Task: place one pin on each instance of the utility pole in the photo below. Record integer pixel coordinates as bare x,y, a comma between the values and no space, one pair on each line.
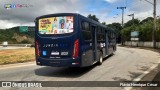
122,8
133,23
122,13
154,29
154,22
132,16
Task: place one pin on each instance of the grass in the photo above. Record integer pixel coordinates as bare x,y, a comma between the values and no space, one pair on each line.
16,56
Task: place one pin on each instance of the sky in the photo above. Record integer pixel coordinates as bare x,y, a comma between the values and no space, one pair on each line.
105,10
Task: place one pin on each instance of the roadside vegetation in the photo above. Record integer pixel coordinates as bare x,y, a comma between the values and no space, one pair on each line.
17,56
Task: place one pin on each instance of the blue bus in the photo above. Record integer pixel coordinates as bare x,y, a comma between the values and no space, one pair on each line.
72,40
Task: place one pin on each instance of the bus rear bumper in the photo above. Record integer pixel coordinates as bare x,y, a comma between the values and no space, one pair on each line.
59,62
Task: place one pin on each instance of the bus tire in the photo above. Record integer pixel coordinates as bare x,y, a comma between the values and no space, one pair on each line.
100,59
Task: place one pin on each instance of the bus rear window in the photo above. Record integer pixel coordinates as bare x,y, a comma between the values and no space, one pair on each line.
56,25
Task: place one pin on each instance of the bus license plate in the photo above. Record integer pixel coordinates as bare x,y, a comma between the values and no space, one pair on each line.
54,53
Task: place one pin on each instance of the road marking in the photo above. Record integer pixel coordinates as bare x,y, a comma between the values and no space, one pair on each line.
141,76
17,65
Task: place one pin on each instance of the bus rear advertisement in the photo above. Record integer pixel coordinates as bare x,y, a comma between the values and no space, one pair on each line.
71,40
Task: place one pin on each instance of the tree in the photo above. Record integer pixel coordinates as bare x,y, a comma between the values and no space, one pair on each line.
93,17
117,27
104,23
132,22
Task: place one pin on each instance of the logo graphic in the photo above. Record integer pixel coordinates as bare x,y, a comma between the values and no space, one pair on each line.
8,6
14,6
6,84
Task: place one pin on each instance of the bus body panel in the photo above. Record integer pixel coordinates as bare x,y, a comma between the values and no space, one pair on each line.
52,47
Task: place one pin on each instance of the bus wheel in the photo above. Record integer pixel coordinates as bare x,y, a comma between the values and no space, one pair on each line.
100,59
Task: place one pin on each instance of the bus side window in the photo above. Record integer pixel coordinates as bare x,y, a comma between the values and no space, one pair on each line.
85,26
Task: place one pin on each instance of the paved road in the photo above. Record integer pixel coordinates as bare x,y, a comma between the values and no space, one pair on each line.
11,47
125,64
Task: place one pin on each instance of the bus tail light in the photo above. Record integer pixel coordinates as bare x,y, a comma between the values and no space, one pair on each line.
76,49
37,49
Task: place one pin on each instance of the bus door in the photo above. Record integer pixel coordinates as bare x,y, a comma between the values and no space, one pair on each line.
94,43
107,42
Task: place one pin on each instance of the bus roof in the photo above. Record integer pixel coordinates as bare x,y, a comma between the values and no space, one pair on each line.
88,19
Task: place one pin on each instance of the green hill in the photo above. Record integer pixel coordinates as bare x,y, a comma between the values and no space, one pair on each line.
13,36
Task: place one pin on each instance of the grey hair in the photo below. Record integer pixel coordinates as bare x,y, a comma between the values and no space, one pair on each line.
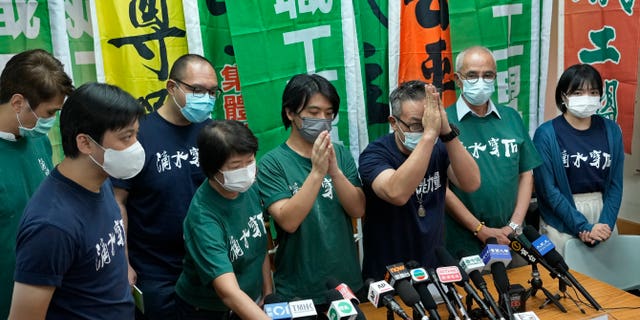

+ + + +

__Given exercise__
Please extract every line of the records above that contains the word "below", keeping case exact.

__Expected answer__
Task: place one pin on each instance of the utility pole in the photo below. Record integer pixel coordinates as bare x,y, a comma between the values and no space, one pair on each line.
Task: place one pin on each instance of the grey hair in the photo below. Record integer pixel coordinates as bare x,y, a comma between the values and no space, one pair on each line.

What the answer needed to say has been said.